-------- Text excerpt --------
18 percent of the people in the world today live in extreme poverty, classified as living on less than $1.25 a day. If you think that having a job paying minimum wage, £4 for an hour of work is ludicrous and unfair, then imagine having this little to survive on. No pocket money or parents loaning you a tenner, this is all these people have. It raises the question, how have we let so many people live like this and what can we do about it?
The UN sustainable development goals are a set of 17 goals created by the United Nations to target some of the largest social and economic issues in our world today, with an ambitious yet realistic deadline of 2030. The UN goals include striving towards Gender Equality; which aims to get rid of gender discrimination and to have equal representation in parliament, and No Hunger, which aims to eradicate hunger all around the globe by giving everybody access to food. The idea that some governments restrict women to do such basic things can seem bizarre. In some parts of the world, such as Saudi Arabia, women are banned from driving. Being banned from doing something this common just because of gender is insane. The examples of gender inequality only get darker from here. If we manage to complete these goals, we will see an end to extreme poverty, inequality and climate change.
-------- Source material --------
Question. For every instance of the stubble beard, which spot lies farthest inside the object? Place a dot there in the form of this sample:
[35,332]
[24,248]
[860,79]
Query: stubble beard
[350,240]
--------
*What you need to do:*
**A.** Could you copy the passage on poverty and the UN goals word for word, from "The UN sustainable" to "and climate change."?
**B.** Can you continue the passage on poverty and the UN sustainable development goals from where it stops?

*List of answers:*
**A.**
The UN sustainable development goals are a set of 17 goals created by the United Nations to target some of the largest social and economic issues in our world today, with an ambitious yet realistic deadline of 2030. The UN goals include striving towards Gender Equality; which aims to get rid of gender discrimination and to have equal representation in parliament, and No Hunger, which aims to eradicate hunger all around the globe by giving everybody access to food. The idea that some governments restrict women to do such basic things can seem bizarre. In some parts of the world, such as Saudi Arabia, women are banned from driving. Being banned from doing something this common just because of gender is insane. The examples of gender inequality only get darker from here. If we manage to complete these goals, we will see an end to extreme poverty, inequality and climate change.

**B.**
189 countries have agreed to the goals, which means this has some major momentum behind it. But in reality, it’s our generation who will headline the effort. At the end of the day, it’s our planet which the goals will change, and it’s our futures which will rely on them. The spotlight is on us to have the innovation and inspiration to better our world. We should be rallying as a generation and culture to promote more equality in these parts of the world. However, the UN attempted these goals before; called the Millennium Development Goals to mark the year 2000, but these were regarded largely as a failure, as the most marginalised people in this world have seen little progress. Lack of action, awareness and basic realism of the goals made them seemingly impossible to achieve. But the new goals are genuine and realistic and would see the world become a much better place to live in for everybody, with more access to opportunities, less suffering and just living in a brighter world. – why?
One of the goals that spoke most to me was Quality Education; to provide free primary and secondary education to every boy and girl by 2030. A staggering 59 million children at primary education age have dropped out before or during school, which means that there're 59 million children who will never be able to reach their full potential. As someone who has always enjoyed school, this figure is particularly shocking. In my opinion, having access to education is the key to solving most of the global issues we face today. Poverty, inequality, unsustainable practices, they can all be solved by providing education to everybody. Education in different cultures will close gaps between groups, allowing the world to live in greater harmony. With knowledge in science, the next generation can have access to better farming techniques in rural communities and give everybody the basic knowledge to create innovation and progress. Access to education will speed up development in the most impoverished areas in the world, as everyone can reach their full potential and further society as a whole.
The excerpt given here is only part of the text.